Stated goal
Count the lines in the entries below that contain the word "adidas", and reply with the number alone.

Source material
● ● ● ● ●
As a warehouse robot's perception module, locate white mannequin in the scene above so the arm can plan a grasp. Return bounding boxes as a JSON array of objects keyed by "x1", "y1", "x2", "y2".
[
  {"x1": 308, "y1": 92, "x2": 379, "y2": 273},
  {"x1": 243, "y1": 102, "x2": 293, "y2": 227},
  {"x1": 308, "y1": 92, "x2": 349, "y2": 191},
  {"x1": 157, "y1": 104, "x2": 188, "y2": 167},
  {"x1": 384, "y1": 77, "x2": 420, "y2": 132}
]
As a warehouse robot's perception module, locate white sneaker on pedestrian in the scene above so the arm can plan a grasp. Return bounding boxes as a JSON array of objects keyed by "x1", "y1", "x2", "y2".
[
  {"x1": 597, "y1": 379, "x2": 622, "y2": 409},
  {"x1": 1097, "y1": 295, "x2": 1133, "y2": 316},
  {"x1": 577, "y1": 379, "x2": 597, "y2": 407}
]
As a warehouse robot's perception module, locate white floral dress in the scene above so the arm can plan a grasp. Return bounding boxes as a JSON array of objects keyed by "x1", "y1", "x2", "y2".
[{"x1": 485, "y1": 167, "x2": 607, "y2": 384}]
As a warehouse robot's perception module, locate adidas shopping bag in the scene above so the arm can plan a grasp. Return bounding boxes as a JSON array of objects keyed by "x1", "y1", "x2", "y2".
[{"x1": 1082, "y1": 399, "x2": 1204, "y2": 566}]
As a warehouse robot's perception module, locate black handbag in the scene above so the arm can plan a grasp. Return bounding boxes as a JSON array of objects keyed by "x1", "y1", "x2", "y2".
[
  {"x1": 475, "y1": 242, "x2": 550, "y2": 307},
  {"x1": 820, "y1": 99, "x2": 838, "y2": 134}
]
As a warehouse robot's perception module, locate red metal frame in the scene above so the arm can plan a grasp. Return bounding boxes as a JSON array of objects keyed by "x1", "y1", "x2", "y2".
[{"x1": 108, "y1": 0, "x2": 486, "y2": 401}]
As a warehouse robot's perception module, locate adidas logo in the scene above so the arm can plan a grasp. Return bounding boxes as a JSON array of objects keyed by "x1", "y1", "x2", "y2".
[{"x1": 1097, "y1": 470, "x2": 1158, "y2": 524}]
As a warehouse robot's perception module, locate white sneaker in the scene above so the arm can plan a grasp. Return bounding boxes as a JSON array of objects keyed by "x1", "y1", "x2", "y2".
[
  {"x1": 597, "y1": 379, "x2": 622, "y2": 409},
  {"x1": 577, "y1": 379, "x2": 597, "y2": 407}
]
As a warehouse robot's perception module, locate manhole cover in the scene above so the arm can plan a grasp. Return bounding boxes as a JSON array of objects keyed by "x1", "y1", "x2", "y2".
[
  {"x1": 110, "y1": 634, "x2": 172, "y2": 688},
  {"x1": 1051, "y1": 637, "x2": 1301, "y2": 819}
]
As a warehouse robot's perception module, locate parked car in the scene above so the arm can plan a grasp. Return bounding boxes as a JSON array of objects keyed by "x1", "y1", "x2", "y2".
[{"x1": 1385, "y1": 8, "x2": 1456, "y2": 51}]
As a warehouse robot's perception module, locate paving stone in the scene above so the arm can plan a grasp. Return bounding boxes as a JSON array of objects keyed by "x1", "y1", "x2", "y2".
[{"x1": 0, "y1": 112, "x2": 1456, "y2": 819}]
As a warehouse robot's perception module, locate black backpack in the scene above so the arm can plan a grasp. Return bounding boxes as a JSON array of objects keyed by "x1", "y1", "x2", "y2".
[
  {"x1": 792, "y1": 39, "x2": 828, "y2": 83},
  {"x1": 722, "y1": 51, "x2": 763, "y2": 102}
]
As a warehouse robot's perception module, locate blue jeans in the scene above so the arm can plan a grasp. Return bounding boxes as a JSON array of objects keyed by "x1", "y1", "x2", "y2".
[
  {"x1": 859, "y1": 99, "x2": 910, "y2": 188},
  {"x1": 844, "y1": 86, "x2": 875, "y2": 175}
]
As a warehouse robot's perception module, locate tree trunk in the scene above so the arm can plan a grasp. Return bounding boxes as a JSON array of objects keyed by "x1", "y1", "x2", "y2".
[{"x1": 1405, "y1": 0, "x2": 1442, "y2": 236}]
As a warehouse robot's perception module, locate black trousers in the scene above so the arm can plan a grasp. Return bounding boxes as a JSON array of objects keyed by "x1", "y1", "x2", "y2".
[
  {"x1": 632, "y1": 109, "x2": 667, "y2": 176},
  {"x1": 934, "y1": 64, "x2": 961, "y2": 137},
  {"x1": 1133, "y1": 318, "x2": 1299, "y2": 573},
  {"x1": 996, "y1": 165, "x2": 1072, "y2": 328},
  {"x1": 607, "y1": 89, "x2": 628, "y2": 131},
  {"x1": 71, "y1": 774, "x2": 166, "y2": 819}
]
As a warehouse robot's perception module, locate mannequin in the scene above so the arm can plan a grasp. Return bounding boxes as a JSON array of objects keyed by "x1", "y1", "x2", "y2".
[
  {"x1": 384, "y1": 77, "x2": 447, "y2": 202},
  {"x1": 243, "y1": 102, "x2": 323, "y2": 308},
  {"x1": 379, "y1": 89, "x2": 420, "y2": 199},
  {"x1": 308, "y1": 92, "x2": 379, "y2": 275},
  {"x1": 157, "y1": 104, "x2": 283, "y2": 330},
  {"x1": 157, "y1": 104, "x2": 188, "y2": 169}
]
● ● ● ● ●
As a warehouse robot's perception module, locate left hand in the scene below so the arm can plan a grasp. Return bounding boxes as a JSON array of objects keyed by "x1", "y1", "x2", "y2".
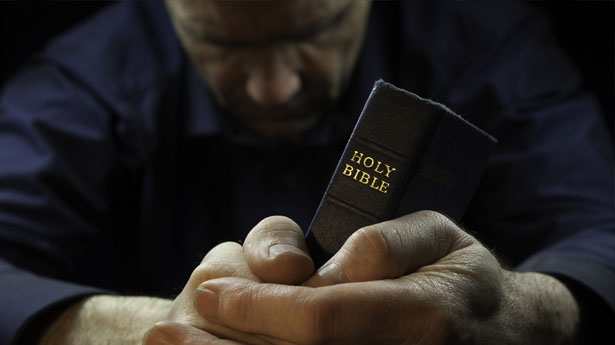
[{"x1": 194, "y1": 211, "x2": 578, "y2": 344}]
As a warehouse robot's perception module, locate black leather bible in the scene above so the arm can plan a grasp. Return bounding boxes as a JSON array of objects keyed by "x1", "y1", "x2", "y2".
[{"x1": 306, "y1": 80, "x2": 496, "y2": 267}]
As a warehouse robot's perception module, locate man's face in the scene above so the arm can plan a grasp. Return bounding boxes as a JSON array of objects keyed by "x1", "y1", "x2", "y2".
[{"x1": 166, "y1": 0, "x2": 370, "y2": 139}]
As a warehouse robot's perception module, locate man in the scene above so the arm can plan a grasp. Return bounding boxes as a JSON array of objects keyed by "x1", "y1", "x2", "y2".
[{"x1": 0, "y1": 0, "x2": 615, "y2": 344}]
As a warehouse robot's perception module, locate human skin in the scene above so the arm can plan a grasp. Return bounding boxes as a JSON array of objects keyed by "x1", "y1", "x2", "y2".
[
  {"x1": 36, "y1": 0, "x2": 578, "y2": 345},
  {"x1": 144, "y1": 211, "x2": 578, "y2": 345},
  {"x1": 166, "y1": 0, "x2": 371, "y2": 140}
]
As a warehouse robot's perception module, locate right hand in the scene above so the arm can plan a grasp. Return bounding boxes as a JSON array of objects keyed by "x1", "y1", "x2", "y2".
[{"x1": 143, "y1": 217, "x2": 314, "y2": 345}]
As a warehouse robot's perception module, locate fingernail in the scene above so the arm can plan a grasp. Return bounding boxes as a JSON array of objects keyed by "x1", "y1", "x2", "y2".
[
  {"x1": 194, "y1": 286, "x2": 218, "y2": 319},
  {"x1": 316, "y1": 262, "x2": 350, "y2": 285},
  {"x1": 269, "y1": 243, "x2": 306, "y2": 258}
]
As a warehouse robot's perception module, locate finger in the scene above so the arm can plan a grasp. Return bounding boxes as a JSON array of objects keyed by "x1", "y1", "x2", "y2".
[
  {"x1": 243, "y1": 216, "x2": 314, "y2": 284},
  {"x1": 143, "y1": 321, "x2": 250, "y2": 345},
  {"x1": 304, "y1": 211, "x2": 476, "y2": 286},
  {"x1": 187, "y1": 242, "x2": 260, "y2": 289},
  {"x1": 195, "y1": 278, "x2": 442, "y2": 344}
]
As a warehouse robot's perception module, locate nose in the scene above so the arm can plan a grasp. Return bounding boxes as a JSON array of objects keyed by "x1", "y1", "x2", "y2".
● ● ● ● ●
Complete answer
2